◆ **STATED GOAL**:
Convert the items below into a JSON list of strings, with one string per line and no blank lines. Leave the pictures out of the output.

◆ **Point annotation items**:
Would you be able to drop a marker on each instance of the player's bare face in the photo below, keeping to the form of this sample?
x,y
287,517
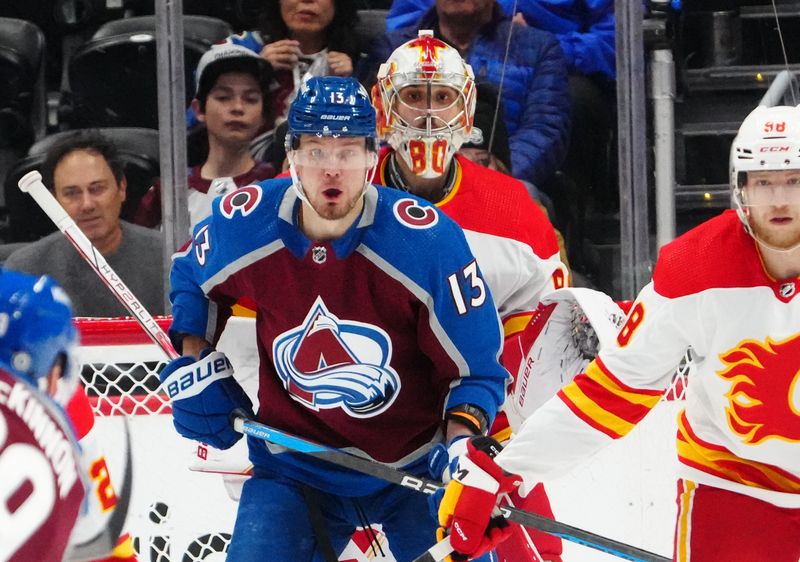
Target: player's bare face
x,y
233,113
86,187
333,171
772,200
304,17
418,104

◆ **TASK ANSWER**:
[
  "Would you be able to drop a marker on each instance of the player's bare face in the photo below, keeping to the form of this sample?",
  "x,y",
  "287,517",
  "Target: player's bare face",
  "x,y",
  "233,113",
  "86,187",
  "333,171",
  "772,200",
  "304,17",
  "418,104"
]